> [Task objective]: Copy every record exactly, and keep the pictures out.

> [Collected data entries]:
────────────────
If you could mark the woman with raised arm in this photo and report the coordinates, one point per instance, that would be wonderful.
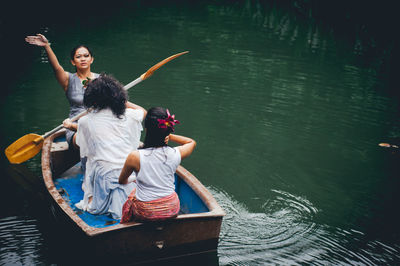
(105, 136)
(72, 83)
(154, 197)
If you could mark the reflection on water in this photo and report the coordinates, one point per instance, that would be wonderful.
(286, 234)
(20, 240)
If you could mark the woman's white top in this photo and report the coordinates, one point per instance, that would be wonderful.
(106, 141)
(101, 136)
(156, 178)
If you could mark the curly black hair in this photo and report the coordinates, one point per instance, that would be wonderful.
(106, 92)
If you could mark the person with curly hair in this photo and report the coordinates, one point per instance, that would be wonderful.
(154, 197)
(105, 136)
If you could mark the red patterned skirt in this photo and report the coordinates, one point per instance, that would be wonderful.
(155, 210)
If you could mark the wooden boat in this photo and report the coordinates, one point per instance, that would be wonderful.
(195, 230)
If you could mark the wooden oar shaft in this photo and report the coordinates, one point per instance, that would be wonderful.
(75, 118)
(29, 145)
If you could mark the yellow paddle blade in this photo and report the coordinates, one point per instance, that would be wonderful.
(24, 148)
(160, 64)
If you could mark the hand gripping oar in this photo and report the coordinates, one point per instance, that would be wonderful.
(29, 145)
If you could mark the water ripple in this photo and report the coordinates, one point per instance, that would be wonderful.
(20, 241)
(286, 233)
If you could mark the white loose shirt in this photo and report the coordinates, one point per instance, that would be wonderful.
(156, 177)
(106, 141)
(103, 137)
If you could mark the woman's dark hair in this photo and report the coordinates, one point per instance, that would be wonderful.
(73, 51)
(155, 136)
(106, 92)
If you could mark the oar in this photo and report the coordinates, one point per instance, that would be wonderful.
(388, 145)
(29, 145)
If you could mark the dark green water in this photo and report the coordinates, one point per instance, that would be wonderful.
(287, 115)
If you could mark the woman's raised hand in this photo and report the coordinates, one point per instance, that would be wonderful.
(38, 40)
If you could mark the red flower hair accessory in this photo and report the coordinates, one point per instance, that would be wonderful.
(168, 122)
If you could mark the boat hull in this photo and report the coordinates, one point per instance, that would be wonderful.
(187, 234)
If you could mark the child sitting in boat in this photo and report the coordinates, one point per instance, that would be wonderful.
(105, 135)
(154, 197)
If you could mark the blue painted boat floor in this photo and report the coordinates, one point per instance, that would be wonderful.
(69, 184)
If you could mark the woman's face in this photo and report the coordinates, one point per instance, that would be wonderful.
(82, 58)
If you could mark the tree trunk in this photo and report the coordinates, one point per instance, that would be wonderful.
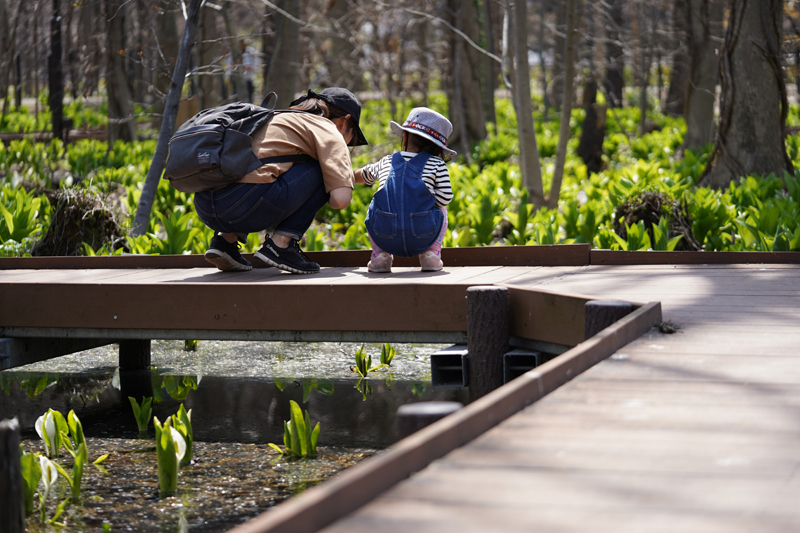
────────────────
> [Response for this exercise]:
If you could mark the woman with raised arm in this photo and report the coordinates, one point per instance, that would be wonderful.
(105, 136)
(72, 83)
(154, 197)
If you could mark the reflection on water in this photo and report the coordinates, one point per instance, that would be wonderful.
(286, 234)
(20, 240)
If you could mark the woman's white top in this photo and report the coordinates, one point per instance, that would be wonderful.
(106, 141)
(101, 136)
(156, 178)
If you could mark the curly black hair in this photo and report the coordinates, one point per instance, that would be wonderful.
(106, 92)
If you could mark the person with curly hair in this photo and report the coordinates, one point per instance, that would be wonderful.
(154, 197)
(105, 136)
If you could mark the red patterned skirt in this photo and report the coordinates, one point per instance, that would be wonderful.
(155, 210)
If you could mark the wooden boat in this photo and report the coordinates, one point per instance, that would be wonderful.
(195, 230)
If you could mark the wooden oar shaft in this photo and report the coordinates, one point per instance, that would be wonderful.
(75, 118)
(29, 145)
If you could mark the yellow paddle blade in this photo and report the coordinates, one point per instance, that would be wonderful.
(24, 148)
(160, 64)
If you could mark the hand gripping oar in this photo and report the coordinates, one point per instance, that would be wonderful.
(29, 145)
If you could mark the water ripple in this photo and report the coordinates, one point per instance, that would be wonderful.
(20, 241)
(286, 233)
If you could mark the white loose shirt in this photo and report the coordinates, one point per instance, that would be wonderful.
(156, 177)
(106, 141)
(103, 137)
If you could mark the woman's dark hair in this photo and report the coordinates, one point per instance, that would be wonderful.
(73, 51)
(155, 136)
(106, 92)
If you could mark the oar in this photo and report the coordinates, one point per instance, that would be wonderful.
(388, 145)
(29, 145)
If you could mark the dark green water in this photo and report the coordinates, one point per instance, that would be wonderful.
(287, 115)
If you could mark the woman's raised hand in this photo and report the coordinates, one point per instance, that would be wonderful.
(38, 40)
If you could mark the red flower hair accessory in this photo and report the coordinates, one point per instance, that would be wonderful.
(168, 122)
If you could mark the boat hull in this photo and report the coordinates, one point per instance, that would be wonderful.
(187, 234)
If you could mark the child sitting in boat in this photo and report the coordinates, one point per instance, that would be wonderful.
(105, 135)
(154, 197)
If you could mark the blue painted boat floor in this photo and report the coordinates, one point per instance, that would be wonderful.
(69, 184)
If you could mark the woman's face in this photo and report the coordinates, one point per instance, that would be wonderful.
(82, 58)
If you could mark the tree trunk in this photo and report the coordinates, one point per instance, that would be wonderful.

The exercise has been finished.